● Listed entries:
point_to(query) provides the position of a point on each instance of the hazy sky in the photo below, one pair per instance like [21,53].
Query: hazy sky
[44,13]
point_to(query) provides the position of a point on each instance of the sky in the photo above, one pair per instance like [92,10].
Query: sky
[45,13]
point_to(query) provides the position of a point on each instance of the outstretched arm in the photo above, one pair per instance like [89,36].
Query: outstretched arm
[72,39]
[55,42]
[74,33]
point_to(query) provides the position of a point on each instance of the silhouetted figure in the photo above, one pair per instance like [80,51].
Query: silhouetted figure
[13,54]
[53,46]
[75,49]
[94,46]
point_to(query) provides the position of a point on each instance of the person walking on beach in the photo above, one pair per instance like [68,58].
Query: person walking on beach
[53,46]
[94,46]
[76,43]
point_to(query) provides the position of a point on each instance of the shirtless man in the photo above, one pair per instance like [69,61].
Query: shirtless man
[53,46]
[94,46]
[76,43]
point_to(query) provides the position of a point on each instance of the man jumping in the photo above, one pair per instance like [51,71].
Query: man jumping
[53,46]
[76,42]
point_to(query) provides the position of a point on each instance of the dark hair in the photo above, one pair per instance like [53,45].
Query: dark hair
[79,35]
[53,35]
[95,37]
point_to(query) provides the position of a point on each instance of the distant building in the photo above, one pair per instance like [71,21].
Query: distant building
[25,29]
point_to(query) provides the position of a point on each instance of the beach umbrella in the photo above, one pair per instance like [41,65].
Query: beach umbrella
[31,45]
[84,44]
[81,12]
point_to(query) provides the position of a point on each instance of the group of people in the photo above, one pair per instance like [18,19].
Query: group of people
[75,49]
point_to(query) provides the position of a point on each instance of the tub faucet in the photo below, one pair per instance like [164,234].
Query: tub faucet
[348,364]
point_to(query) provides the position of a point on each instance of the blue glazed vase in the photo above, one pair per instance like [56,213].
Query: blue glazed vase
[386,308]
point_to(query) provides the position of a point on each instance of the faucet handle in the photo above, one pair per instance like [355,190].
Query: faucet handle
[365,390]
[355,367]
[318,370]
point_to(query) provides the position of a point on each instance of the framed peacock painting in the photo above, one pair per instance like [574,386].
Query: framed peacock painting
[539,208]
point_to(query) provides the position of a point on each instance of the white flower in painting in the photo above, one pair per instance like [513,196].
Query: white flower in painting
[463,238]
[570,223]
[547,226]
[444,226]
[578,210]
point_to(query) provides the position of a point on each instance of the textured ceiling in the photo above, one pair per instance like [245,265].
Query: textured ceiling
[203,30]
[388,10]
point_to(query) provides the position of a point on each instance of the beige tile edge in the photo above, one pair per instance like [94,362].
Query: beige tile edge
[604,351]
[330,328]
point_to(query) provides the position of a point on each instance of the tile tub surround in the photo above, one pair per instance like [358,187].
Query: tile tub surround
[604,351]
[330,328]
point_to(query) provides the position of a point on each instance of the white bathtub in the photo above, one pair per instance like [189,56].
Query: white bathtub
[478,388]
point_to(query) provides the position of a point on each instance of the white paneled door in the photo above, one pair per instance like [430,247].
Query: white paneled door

● Task requirements: Could you quote the material above in full, exactly as it stands?

● Task output:
point_to(query) provides the position of a point on each instance of the hazy sky in the photo below, one pair per instance like [21,53].
Query: hazy sky
[44,13]
point_to(query) provides the position of a point on each instance of the sky in the photo above, one pair per instance like [92,10].
Query: sky
[45,13]
point_to(query) provides the position of a point on each instance of the outstretched arm in the photo above, one pair per instance like [89,36].
Query: outstretched arm
[72,39]
[55,42]
[74,33]
point_to(query) provides the position of a point on each instance of the silhouetted figure in the photo above, one pair per instance like [80,51].
Query: silhouetted figure
[13,54]
[53,46]
[75,49]
[94,46]
point_to(query) provides the position of a point on each instance of the person walking on beach in the photo above, one pair per instance like [68,58].
Query: person walking on beach
[53,46]
[94,46]
[76,43]
point_to(query) provides the position of a point on each instance of the shirtless man in the photo above, one pair per instance like [69,61].
Query: shirtless man
[53,46]
[94,46]
[76,43]
point_to(query) provides the position of a point on each instance of the man jumping in the photo above, one pair per instance like [51,71].
Query: man jumping
[53,46]
[76,42]
point_to(query) provides the position of a point on each instance of the dark hair in the photo above, one pair per instance like [53,45].
Query: dark hair
[79,35]
[53,35]
[95,37]
point_to(query) provides the position of a point on each instance of the distant building in the photo above, one pair per instance like [71,21].
Query: distant building
[25,29]
point_to(query) provides the position of a point on each instance of the beach umbrella in the photo above, one pair per instance like [41,65].
Query: beach umbrella
[31,45]
[84,44]
[81,12]
point_to(query) provides the position of a point on each instance of the group of people in the photo above, one pair per instance like [18,19].
Query: group of people
[75,49]
point_to(query) provides the position of a point on each instance of the tub faucet in the photo below, one pair per instance like [164,234].
Query: tub faucet
[348,364]
point_to(query) provides the position of a point on each instance of the blue glazed vase in the photo above, one pair per instance like [56,213].
Query: blue glazed vase
[386,308]
point_to(query) provides the position of a point on each instance of the faucet handle in the photo above, one pair per instance like [355,190].
Query: faucet handle
[365,390]
[355,367]
[318,370]
point_to(query) provides the position of a point on each instance of the framed peacock painting in the photo above, one pair per instance like [574,386].
Query: framed peacock painting
[539,208]
point_to(query) provides the position of a point on each instance of the white flower in painting in the photo above, one pair per instance like [513,196].
Query: white flower in painting
[463,238]
[570,223]
[547,226]
[444,226]
[578,210]
point_to(query) provides the position of a point on each instance of the textured ceiling in the photo above, one pair per instance like [245,265].
Query: textured ceiling
[203,30]
[388,10]
point_to(query) provides the position of a point on each instance of the beige tile edge in the photo above, one pair per instance like [94,362].
Query: beige tile edge
[604,351]
[330,328]
point_to(query) provides the position of a point on each instance of the tile tub surround in the photo above, one pair per instance like [358,187].
Query: tile tub surround
[604,351]
[330,328]
point_to(query) provides the position of a point on each instance of the white bathtub in the photo above, one pair per instance like [189,56].
Query: white bathtub
[478,388]
point_to(query) provides the position of a point on each instance of the white paneled door in the photo above, one pair per instance like [430,247].
Query: white paneled door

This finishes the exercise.